Short task: List every line in the entries below that contains the word "desert", matching case exactly.

--- Start ---

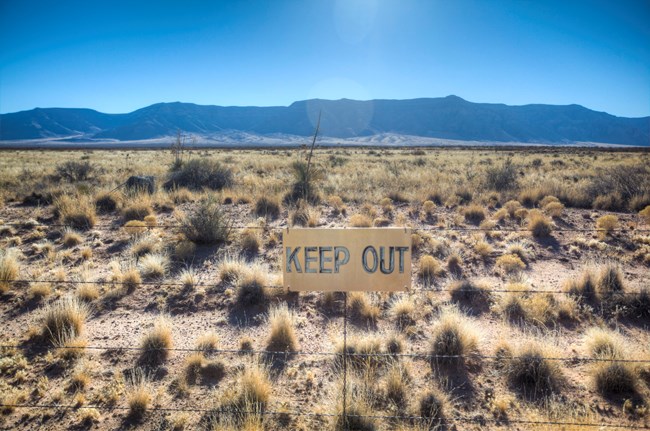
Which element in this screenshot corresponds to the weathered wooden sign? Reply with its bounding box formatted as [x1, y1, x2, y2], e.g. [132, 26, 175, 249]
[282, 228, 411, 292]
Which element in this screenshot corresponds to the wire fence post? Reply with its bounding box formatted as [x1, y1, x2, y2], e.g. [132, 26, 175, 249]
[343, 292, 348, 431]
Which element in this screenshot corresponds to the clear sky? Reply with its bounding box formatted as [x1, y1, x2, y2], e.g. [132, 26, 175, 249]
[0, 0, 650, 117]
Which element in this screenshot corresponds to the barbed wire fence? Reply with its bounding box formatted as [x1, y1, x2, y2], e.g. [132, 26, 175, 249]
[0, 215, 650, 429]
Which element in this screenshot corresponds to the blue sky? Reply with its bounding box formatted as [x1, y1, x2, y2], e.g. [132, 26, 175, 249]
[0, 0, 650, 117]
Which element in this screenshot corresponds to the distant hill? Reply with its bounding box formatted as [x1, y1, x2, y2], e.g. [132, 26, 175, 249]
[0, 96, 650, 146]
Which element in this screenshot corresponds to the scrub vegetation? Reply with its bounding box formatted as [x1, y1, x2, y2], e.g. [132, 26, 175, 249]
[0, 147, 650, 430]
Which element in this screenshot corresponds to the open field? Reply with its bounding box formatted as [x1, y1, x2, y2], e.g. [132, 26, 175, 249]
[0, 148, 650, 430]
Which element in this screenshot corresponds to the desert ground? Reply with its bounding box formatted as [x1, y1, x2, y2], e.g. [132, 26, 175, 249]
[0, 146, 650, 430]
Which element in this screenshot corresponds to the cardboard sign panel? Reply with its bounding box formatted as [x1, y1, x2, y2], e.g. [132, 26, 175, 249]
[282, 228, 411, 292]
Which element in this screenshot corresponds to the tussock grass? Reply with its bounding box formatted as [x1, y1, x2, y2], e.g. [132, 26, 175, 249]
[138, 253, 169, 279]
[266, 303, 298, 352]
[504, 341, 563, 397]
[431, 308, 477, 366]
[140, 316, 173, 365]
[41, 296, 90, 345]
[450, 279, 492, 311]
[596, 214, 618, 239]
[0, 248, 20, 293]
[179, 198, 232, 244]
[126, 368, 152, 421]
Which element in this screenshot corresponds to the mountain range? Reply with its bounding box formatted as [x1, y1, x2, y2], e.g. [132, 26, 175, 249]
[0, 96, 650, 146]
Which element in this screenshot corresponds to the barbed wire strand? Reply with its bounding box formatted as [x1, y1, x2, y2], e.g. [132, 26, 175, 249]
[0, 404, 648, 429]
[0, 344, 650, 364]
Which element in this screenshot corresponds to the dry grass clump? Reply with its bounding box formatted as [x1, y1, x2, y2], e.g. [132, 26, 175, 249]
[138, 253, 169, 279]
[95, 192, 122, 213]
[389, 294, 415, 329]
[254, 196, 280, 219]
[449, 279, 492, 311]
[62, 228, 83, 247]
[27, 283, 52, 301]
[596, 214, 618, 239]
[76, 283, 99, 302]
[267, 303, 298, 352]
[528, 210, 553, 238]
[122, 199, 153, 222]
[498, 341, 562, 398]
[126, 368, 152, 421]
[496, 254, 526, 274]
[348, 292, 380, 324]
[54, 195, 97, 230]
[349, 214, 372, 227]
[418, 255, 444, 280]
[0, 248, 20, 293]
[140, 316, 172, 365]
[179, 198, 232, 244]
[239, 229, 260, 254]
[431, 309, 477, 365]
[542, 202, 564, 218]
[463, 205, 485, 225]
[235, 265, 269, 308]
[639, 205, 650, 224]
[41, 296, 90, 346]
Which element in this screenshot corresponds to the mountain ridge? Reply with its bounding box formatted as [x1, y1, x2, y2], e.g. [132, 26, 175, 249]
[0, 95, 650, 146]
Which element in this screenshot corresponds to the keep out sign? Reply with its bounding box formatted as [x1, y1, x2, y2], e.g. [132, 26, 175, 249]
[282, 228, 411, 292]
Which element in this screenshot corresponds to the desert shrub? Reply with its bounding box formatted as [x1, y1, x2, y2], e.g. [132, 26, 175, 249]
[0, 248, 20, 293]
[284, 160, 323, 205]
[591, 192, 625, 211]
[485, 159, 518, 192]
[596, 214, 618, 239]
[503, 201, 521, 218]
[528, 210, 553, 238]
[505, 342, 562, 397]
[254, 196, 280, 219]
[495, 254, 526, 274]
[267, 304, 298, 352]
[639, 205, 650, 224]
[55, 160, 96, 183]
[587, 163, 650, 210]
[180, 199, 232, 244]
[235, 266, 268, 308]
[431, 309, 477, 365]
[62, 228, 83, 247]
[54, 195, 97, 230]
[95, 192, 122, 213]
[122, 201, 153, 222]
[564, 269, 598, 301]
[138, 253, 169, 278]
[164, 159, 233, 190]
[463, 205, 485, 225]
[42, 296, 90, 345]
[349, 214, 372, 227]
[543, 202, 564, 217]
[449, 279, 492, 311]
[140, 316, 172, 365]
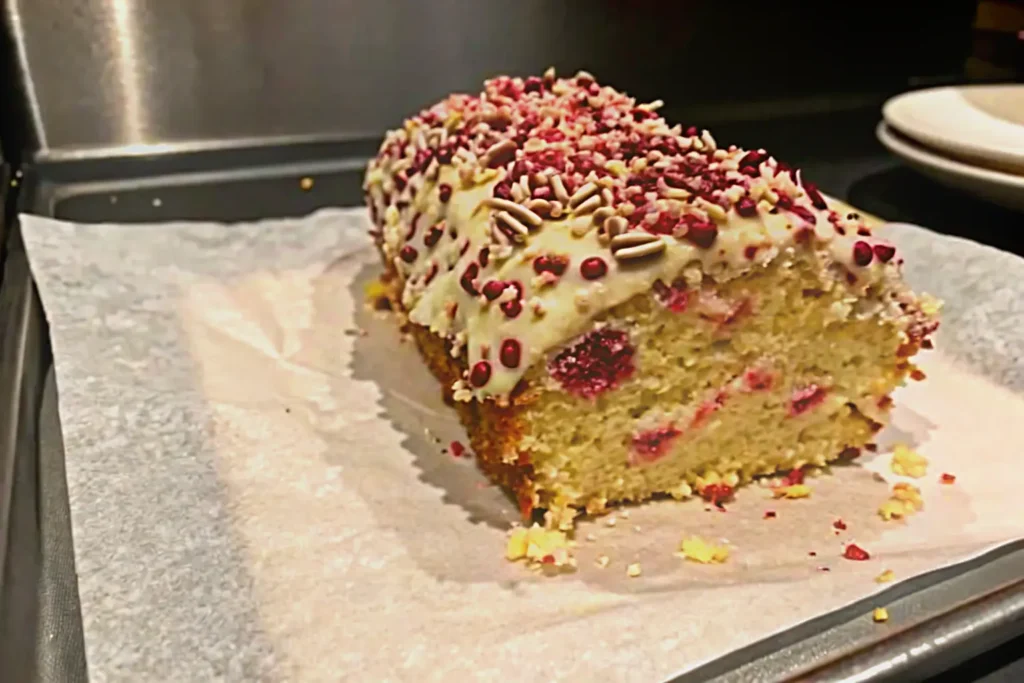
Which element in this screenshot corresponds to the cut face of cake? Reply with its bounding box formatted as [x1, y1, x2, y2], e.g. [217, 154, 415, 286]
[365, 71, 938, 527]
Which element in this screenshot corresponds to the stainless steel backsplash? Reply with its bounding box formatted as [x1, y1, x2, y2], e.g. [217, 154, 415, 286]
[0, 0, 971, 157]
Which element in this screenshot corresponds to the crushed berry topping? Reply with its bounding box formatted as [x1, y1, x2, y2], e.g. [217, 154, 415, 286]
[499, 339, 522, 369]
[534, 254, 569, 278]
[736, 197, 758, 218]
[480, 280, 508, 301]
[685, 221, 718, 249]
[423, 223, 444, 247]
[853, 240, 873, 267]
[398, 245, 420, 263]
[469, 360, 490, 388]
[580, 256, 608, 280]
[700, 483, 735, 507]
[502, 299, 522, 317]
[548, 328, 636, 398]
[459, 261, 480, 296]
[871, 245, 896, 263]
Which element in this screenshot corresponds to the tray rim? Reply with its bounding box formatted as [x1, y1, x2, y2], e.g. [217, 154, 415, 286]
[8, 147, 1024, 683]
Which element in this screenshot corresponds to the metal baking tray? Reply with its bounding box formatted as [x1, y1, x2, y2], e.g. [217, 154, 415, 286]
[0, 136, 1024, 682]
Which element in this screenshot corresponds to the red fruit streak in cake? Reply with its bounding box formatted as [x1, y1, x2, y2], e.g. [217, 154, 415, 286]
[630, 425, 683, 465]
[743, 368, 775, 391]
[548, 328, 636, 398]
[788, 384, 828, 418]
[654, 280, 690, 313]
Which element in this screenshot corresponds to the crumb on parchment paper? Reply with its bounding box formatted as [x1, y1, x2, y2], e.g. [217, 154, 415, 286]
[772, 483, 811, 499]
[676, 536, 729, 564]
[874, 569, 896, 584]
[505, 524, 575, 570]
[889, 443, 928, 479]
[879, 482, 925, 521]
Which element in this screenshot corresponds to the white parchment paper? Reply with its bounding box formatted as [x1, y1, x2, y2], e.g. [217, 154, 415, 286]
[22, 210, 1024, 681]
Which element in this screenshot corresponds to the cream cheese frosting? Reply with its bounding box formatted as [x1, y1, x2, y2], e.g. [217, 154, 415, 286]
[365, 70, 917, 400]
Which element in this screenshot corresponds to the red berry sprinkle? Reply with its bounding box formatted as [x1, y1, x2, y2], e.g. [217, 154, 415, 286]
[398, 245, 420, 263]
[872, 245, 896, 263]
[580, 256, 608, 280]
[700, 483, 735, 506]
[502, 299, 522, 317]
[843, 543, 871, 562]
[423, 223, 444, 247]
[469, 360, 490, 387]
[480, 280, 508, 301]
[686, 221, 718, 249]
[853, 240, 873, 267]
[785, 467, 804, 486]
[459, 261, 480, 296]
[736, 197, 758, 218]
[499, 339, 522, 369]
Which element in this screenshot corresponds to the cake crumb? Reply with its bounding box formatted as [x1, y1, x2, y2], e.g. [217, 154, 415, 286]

--- End ---

Expected output:
Which element in this screenshot corresponds to the desert ground? Reply with its bounding box formatted as [x1, y1, x2, y2], e.g. [132, 26, 175, 249]
Which element in this screenshot corresponds to the desert shrub? Reply with its bounding box formatted as [x1, y1, x2, y2], e.g. [132, 26, 175, 249]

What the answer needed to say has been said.